→ **Study text**:
Note that the previous Atom solution required two chips: the N570 and its NM10 Express PCH. The N570 had a 2.1W TDP and was used for all IO, while the N570 and its two Atom cores needed about 8.5W. The combination was fine for a notebook but when Haswell can deliver much better performance within the same TDP, it's clear the old 45nm CPU + chipset were getting long in the tooth.

The far simplified, single-chip Samsung Exynos 5 Dual solution

Despite the absence of any significant heatsink, to remove 10.6W of heat you do need forced air convection hence the inclusion of a fan in the old Chromebook 500. The thermal requirements of the Exynos 5 Dual are significantly lower. The SoC benefits from Samsung's 32nm HK+MG LP process and is highly integrated, meaning there's only a single chip. Although there's a big heatspreader plate complete with heatpipe that runs over the Exynos 5, there's no fan needed. Removing the fan lowers build cost, reduces internal complexity, and helped Samsung shrink the chassis size.

There are a total of 8 x 256MB DDR3L devices (2GB total) that surround the Exynos 5 Dual SoC (4 on each side of the PCB). Each device is 8-bits wide, all connecting up to the 64-bit wide DDR3L memory controller. The DRAM is clocked at a 1600MHz data rate, resulting in 12.8GB/s of memory bandwidth to the chip. The Exynos 5 Dual integrates two ARM Cortex A15 CPU cores as well as an ARM Mali-T604 GPU. 

The other big change on the motherboard is the move from a SanDisk discrete controller + NAND device to an integrated iNAND solution for storage. Capacity remains unchanged at 16GB, but the integrated eMMC controller does offer board (and perhaps cost) savings.

→ **Listed records**:
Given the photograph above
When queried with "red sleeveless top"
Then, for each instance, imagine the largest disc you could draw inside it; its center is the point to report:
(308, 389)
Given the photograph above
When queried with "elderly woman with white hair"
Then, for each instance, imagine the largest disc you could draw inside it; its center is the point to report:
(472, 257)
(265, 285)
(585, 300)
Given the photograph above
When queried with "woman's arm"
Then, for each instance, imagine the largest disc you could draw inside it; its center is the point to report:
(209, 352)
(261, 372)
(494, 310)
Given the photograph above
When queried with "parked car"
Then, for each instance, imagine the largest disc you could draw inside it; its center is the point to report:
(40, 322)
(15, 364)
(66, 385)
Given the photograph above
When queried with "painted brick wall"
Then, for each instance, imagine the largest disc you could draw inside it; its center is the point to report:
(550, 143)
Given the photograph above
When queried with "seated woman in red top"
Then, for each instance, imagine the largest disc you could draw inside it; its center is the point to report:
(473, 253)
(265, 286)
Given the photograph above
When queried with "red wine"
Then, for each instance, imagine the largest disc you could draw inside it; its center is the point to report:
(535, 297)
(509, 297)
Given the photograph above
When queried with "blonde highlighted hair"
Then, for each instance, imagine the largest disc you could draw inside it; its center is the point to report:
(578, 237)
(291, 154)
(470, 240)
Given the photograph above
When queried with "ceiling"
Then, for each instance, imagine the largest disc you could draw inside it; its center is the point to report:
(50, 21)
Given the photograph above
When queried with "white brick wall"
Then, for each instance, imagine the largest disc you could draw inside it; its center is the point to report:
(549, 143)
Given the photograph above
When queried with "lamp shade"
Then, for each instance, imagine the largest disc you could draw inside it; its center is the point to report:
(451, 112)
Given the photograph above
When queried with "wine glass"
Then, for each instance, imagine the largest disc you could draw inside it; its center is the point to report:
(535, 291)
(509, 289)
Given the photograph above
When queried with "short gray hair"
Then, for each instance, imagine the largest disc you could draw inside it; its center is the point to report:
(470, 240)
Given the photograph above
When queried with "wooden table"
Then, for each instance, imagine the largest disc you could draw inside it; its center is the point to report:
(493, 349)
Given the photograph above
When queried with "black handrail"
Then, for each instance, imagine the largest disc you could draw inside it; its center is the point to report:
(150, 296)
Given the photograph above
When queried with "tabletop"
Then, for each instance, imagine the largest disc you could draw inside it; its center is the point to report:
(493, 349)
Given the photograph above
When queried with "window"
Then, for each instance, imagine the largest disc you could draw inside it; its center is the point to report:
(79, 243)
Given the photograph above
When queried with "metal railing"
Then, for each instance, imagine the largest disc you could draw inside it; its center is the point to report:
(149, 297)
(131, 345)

==

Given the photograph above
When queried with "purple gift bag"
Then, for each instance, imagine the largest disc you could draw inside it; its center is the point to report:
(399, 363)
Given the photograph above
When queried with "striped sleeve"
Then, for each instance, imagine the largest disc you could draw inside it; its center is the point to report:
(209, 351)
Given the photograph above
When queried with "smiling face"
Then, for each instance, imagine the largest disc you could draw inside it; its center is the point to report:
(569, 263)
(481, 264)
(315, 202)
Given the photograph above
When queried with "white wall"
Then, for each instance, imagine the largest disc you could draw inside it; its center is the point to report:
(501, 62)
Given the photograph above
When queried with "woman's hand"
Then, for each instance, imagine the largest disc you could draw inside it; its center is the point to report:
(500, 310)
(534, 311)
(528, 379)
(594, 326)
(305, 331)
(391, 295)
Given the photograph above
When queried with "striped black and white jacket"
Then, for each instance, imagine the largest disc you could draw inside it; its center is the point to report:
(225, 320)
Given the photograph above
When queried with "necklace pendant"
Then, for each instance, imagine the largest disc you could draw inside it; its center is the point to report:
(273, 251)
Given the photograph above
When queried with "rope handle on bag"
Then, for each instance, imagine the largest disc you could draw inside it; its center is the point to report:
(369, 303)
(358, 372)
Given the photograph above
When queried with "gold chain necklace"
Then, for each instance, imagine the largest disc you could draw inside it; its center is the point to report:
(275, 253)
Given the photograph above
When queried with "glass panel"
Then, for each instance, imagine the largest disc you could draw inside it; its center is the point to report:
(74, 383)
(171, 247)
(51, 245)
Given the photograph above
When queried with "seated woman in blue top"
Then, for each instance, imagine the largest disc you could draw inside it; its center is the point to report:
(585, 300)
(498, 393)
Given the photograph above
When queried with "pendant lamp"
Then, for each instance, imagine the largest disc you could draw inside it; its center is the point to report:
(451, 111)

→ **To do**:
1. According to the Exynos 5 Dual text, how much memory bandwidth does the DRAM deliver to the chip?
2. In the Exynos 5 Dual text, begin at the words "The far simplified, single-chip" and stop after "the chassis size.". Write that passage out again, substituting "blower" for "fan".

→ **Responses for each task**:
1. 12.8GB/s

2.
The far simplified, single-chip Samsung Exynos 5 Dual solution

Despite the absence of any significant heatsink, to remove 10.6W of heat you do need forced air convection hence the inclusion of a blower in the old Chromebook 500. The thermal requirements of the Exynos 5 Dual are significantly lower. The SoC benefits from Samsung's 32nm HK+MG LP process and is highly integrated, meaning there's only a single chip. Although there's a big heatspreader plate complete with heatpipe that runs over the Exynos 5, there's no blower needed. Removing the blower lowers build cost, reduces internal complexity, and helped Samsung shrink the chassis size.